Exercise a -> In two sentences, summarize the immigration article.

Text ->
Free Republic
Browse · Search
News/Activism
Topics · Post Article

Skip to comments.

GOP, You Are Warned
AEI ^ | 29 dec 04 | David Frum

Posted on 12/31/2004 5:43:33 AM PST by white trash redneck

No issue, not one, threatens to do more damage to the Republican coalition than immigration. There's no issue where the beliefs and interests of the party rank-and-file diverge more radically from the beliefs and interests of the party's leaders. Immigration for Republicans in 2005 is what crime was for Democrats in 1965 or abortion in 1975: a vulnerable point at which a strong-minded opponent could drive a wedge that would shatter the GOP.

President Bush won reelection because he won 10 million more votes in 2004 than he did in 2000. Who were these people? According to Ruy Teixeira--a shrewd Democratic analyst of voting trends--Bush scored his largest proportional gains among white voters who didn't complete college, especially women. These voters rallied to the president for two principal reasons: because they respected him as a man who lived by their treasured values of work, family, honesty, and faith; and because they trusted him to keep the country safe.

Yet Bush is already signaling that he intends to revive the amnesty/guestworker immigration plan he introduced a year ago--and hastily dropped after it ignited a firestorm of opposition. This plan dangerously divides the Republican party and affronts crucial segments of the Republican vote.

The plan is not usually described as an "amnesty" because it does not immediately legalize illegal workers in this country. Instead, it offers illegals a three-year temporary work permit. But this temporary permit would be indefinitely renewable and would allow illegals a route to permanent residency, so it is reasonably predictable that almost all of those illegals who obtain the permit will end up settling permanently in the United States. The plan also recreates the guestworker program of the 1950s--allowing employers who cannot find labor at the wages they wish to pay to advertise for workers outside the country. Those workers would likewise begin with a theoretically temporary status; but they too would probably end up settling permanently.

This is a remarkably relaxed approach to a serious border-security and labor-market problem. Employers who use illegal labor have systematically distorted the American labor market by reducing wages and evading taxes in violation of the rules that others follow. The president's plans ratify this gaming of the system and encourage more of it. It invites entry by an ever-expanding number of low-skilled workers, threatening the livelihoods of low-skilled Americans--the very same ones who turned out for the president in November.

National Review has historically favored greater restrictions on legal as well as illegal immigration. But you don't have to travel all the way down the NR highway to be troubled by the prospect of huge increases in immigration, with the greatest increases likely to occur among the least skilled.

The president's permissive approach has emboldened senators and mayors (such as New York's Michael Bloomberg) to oppose almost all enforcement actions against illegals. In September 2003, for example, Bloomberg signed an executive order forbidding New York police to share information on immigration offenses with the Immigration Service, except when the illegal broke some other law or was suspected of terrorist activity. And only last month, a House-Senate conference stripped from the intelligence-overhaul bill almost all the border-security measures recommended by the 9/11 commission.

Dataset records ->
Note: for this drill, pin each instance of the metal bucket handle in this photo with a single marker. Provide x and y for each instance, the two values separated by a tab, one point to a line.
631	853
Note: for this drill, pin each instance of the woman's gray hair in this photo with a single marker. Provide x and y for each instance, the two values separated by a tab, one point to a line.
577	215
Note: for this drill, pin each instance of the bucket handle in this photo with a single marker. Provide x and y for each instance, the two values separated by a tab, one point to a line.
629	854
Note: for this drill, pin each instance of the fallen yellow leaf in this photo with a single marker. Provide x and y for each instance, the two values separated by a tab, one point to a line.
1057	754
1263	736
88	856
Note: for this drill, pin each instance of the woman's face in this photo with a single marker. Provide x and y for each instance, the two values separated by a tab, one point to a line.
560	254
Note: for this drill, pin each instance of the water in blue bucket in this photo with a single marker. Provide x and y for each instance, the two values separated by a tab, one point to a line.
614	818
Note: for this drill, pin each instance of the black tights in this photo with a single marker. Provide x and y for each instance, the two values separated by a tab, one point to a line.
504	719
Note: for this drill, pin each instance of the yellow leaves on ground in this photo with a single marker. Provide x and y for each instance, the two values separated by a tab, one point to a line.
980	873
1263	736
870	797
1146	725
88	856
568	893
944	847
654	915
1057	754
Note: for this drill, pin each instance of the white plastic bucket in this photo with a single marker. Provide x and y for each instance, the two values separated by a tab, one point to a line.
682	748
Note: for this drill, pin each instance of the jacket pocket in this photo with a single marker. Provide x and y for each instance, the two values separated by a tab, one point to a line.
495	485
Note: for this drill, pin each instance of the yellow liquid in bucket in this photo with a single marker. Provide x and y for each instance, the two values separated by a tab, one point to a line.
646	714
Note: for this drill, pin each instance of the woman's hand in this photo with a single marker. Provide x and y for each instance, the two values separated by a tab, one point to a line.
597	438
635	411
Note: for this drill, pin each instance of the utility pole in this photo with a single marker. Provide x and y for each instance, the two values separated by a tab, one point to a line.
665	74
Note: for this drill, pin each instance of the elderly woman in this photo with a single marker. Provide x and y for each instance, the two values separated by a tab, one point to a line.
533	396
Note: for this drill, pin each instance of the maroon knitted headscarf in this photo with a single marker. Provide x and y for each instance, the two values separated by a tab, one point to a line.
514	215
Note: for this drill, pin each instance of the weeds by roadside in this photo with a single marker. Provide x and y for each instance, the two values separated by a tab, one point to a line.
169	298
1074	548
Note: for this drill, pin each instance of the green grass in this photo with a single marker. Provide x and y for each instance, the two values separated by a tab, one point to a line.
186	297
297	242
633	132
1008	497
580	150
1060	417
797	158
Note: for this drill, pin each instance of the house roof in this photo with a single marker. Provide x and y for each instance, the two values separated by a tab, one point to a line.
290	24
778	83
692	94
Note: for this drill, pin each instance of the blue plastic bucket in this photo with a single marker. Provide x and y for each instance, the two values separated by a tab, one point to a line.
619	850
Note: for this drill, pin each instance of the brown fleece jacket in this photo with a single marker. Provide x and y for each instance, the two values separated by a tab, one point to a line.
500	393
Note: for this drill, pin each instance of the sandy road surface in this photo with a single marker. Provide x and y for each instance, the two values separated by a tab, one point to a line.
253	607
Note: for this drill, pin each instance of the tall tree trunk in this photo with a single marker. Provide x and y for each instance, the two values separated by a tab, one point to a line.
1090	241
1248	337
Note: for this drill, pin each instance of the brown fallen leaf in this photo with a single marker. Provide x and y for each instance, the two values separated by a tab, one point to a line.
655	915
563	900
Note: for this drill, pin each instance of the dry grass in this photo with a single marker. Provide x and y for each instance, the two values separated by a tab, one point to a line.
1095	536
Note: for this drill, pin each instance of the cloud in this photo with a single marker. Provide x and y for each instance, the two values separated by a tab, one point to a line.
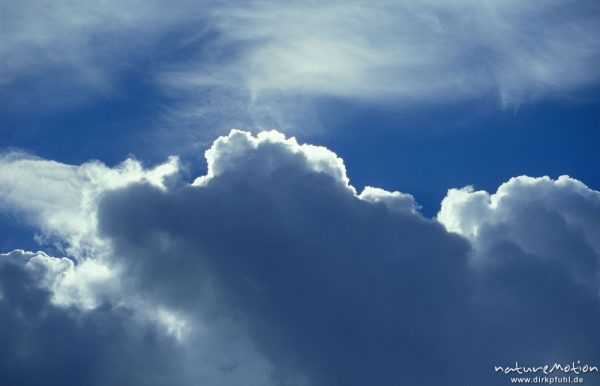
60	200
272	269
253	63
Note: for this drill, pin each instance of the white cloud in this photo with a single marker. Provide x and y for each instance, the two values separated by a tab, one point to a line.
271	269
556	219
60	200
254	63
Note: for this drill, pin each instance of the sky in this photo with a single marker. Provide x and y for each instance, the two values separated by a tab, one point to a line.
310	193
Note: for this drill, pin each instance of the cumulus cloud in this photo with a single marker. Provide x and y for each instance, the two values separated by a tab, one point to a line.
272	269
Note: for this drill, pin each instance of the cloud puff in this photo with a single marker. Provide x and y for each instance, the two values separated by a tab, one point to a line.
60	200
274	255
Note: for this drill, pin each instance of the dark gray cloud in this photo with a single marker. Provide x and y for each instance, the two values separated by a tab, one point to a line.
340	289
272	270
45	344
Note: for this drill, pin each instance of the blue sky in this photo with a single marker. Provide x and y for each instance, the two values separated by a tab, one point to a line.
461	117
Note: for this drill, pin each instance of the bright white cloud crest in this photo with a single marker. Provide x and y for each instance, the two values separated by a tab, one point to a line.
271	269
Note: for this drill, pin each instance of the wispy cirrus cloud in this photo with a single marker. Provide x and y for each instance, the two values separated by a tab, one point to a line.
252	63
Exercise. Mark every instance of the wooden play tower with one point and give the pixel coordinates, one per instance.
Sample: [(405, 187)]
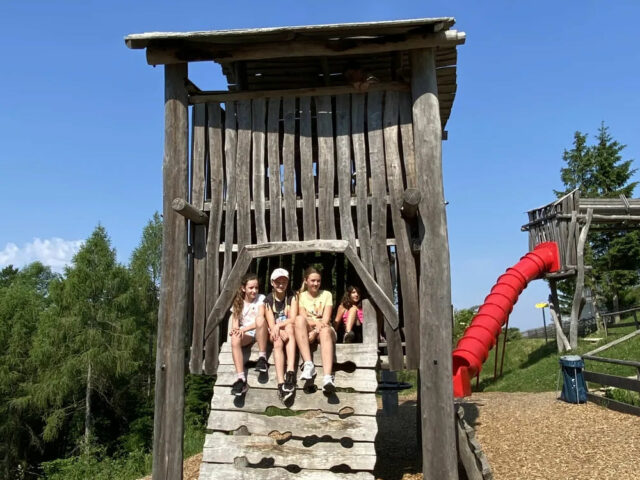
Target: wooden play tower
[(328, 139)]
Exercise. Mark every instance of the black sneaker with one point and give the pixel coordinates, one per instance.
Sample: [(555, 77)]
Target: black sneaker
[(262, 365), (289, 382), (239, 387)]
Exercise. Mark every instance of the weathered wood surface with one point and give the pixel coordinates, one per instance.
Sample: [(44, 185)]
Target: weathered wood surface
[(216, 181), (169, 389), (407, 268), (211, 471), (258, 110), (363, 356), (219, 448), (359, 428), (360, 380), (436, 391), (309, 220), (257, 400), (273, 155), (326, 171), (288, 154)]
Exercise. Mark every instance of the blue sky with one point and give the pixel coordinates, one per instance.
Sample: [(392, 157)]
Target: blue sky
[(81, 116)]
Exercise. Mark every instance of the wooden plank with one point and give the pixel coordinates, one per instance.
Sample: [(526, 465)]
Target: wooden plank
[(436, 391), (406, 263), (356, 427), (288, 153), (613, 404), (213, 471), (216, 180), (363, 356), (198, 237), (242, 173), (612, 380), (257, 400), (230, 148), (219, 448), (362, 179), (360, 380), (343, 151), (169, 386), (258, 125), (326, 172), (306, 171), (379, 219), (273, 154)]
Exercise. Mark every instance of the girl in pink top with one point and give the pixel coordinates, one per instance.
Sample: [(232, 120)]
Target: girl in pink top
[(349, 312)]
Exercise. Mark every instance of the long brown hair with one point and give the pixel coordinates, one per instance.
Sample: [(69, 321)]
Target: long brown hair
[(308, 271), (238, 300), (346, 298)]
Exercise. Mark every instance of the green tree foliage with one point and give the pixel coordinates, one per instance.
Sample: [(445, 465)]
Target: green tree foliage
[(599, 170), (23, 296)]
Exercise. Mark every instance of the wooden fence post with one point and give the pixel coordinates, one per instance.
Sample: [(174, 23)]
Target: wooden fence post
[(170, 357), (439, 458)]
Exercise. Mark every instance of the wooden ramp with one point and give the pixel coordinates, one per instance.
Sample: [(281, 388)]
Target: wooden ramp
[(327, 437)]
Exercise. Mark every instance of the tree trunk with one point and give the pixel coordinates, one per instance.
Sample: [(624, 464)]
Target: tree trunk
[(87, 412), (577, 297)]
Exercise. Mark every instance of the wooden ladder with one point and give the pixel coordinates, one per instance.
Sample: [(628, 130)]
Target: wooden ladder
[(325, 438)]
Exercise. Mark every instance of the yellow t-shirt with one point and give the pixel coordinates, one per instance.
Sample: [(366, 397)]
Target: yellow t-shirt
[(315, 305)]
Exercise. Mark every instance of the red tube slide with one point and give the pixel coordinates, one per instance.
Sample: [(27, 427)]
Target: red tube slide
[(473, 348)]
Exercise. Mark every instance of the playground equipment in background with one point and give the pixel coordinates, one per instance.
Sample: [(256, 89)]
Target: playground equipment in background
[(473, 348)]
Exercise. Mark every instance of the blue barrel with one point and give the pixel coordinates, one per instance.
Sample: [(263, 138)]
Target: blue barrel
[(574, 388)]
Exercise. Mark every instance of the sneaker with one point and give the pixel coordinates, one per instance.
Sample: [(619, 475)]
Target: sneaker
[(289, 381), (239, 387), (328, 386), (308, 371), (262, 365)]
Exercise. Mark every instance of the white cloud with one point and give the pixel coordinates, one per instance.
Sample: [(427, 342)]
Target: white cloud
[(54, 252)]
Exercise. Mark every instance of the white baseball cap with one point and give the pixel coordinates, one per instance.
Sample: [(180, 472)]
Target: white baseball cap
[(279, 272)]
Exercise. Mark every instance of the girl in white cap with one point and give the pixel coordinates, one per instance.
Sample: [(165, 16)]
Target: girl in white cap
[(281, 308), (313, 323)]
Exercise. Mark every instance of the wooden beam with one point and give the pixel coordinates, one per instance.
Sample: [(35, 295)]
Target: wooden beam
[(226, 96), (439, 458), (184, 208), (169, 393), (168, 52)]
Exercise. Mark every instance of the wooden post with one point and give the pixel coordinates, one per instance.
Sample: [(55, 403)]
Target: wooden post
[(170, 358), (439, 459)]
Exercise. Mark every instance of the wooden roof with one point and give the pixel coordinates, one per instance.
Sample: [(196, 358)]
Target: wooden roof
[(314, 56)]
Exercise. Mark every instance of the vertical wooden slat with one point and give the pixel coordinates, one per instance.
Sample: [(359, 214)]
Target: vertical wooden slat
[(230, 148), (379, 219), (326, 172), (343, 150), (242, 173), (258, 127), (439, 459), (199, 234), (406, 133), (168, 424), (216, 176), (306, 171), (404, 255), (362, 179), (273, 154), (288, 152)]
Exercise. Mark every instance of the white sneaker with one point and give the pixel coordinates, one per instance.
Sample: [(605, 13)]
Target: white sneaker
[(328, 386), (308, 371)]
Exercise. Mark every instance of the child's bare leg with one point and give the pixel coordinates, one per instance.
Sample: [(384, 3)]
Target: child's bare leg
[(302, 337), (278, 358), (290, 347)]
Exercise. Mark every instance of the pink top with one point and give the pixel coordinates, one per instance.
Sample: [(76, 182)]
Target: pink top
[(345, 315)]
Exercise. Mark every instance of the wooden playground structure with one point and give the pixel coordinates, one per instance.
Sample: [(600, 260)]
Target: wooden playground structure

Exercise b -> In the rows, print the lines starting with the line that contains "Exercise. Mark every instance of the black" and going on through the line that contains "[(262, 365), (289, 382), (239, 387)]", both ends included.

Complete answer a -> The article argues that no issue threatens to do more damage to the Republican coalition than immigration, because on no other issue do the beliefs and interests of the party's rank-and-file and its leaders diverge so radically. It warns that Bush's amnesty/guestworker plan would probably lead the workers it covers to settle permanently and would threaten the livelihoods of the low-skilled Americans who turned out for him in November.

Complete answer b ->
Exercise. Mark every instance of the black sneaker with one point and give the pixel coordinates, one per instance.
Sample: [(555, 77)]
Target: black sneaker
[(262, 365), (289, 382), (239, 387)]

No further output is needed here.